Duracon, Inc. v. Price

817 S.W.2d 147 (1991)

DURACON, INC., Ramada Hotel Operating Company and Ramada, Inc., Appellants,
v.
Larry R. PRICE, Appellee.

No. 08-91-00075-CV.

Court of Appeals of Texas, El Paso.

October 2, 1991. Rehearing Overruled November 6, 1991.

*148 Barbara A. Bauernfeind, Michael McKinney, Stubbeman, McRae, Sealy, Laughlin & Browder, Inc., Midland, for appellants.

Michael W. Hartley, Waxahachie, for appellee.

Before OSBORN, C.J., and WOODARD and KOEHLER, JJ.

OPINION

OSBORN, Chief Justice.

This appeal is from a summary judgment awarding damages to the owner of a leasehold interest as a result of the failure of the assignees of the lessee to make monthly lease payments and pay tax on the leased real estate. The Appellants contend that under the terms of the lease and an assignment, they are not personally liable for any breach of the lease agreement. We reverse and remand.

Tasks and exercises
1. In the court opinion, what did the court decide to do with the summary judgment?
2. Reproduce the court opinion word for word, everything from "October 2, 1991." down to "Midland, for appellants.".
The pointing material has no connection to the court opinion.

Pointing records
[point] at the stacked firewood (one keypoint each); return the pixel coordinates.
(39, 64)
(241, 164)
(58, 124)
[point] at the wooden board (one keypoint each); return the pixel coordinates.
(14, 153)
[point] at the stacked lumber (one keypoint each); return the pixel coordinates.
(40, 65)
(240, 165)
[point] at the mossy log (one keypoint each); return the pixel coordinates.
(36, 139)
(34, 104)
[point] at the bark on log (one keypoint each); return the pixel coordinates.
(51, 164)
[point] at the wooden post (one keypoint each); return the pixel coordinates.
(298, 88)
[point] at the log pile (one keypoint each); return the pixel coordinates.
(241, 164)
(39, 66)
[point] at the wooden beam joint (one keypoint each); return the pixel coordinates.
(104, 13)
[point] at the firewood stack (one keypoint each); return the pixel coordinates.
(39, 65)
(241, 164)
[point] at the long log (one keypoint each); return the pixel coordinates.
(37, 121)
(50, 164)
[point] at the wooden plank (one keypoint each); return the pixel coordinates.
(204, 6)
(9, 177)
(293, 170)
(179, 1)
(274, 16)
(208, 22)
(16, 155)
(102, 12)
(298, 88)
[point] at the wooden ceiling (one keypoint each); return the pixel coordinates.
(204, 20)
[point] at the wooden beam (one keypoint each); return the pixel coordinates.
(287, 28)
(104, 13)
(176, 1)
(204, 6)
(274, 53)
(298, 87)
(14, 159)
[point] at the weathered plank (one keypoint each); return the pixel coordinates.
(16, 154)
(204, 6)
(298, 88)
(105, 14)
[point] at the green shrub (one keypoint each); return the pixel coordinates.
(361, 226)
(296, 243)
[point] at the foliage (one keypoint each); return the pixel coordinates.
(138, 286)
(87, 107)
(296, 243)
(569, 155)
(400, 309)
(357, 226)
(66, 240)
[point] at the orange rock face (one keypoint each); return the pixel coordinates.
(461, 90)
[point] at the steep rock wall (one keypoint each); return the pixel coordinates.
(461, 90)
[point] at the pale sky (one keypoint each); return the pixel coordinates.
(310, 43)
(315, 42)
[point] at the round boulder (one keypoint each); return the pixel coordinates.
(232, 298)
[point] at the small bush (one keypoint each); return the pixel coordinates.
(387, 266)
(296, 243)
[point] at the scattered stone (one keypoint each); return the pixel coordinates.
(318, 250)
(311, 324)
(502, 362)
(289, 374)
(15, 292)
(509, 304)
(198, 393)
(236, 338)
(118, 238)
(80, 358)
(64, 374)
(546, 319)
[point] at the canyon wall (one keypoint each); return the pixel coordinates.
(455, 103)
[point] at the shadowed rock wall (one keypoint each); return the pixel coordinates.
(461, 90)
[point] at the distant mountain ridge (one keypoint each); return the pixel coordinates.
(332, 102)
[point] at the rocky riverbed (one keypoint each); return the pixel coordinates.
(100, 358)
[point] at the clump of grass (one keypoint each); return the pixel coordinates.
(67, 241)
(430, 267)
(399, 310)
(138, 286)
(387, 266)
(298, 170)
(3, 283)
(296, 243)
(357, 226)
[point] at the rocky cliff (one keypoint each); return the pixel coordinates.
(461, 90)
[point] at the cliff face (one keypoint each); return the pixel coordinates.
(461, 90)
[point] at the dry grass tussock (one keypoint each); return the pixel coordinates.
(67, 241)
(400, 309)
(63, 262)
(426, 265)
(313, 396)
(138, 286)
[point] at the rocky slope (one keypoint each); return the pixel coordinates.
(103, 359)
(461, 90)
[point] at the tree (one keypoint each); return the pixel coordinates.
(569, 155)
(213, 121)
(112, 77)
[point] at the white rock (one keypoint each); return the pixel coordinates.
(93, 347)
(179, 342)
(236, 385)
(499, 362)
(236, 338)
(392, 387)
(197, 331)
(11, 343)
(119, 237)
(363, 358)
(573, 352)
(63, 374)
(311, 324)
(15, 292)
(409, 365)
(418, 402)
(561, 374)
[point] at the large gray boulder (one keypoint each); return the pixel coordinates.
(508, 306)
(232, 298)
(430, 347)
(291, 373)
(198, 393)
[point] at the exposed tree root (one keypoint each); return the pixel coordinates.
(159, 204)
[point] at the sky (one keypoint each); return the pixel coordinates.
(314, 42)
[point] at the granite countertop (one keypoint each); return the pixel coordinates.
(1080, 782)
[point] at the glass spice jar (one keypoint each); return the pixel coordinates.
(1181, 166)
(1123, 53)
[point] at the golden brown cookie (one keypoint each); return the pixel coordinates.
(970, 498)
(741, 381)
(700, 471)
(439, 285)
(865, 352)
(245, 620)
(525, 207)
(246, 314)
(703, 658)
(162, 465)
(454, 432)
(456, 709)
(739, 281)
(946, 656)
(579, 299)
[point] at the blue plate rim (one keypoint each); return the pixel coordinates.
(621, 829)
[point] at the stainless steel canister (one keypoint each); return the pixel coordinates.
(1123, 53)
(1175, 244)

The results
1. It reversed and remanded.

2.
October 2, 1991. Rehearing Overruled November 6, 1991.

*148 Barbara A. Bauernfeind, Michael McKinney, Stubbeman, McRae, Sealy, Laughlin & Browder, Inc., Midland, for appellants.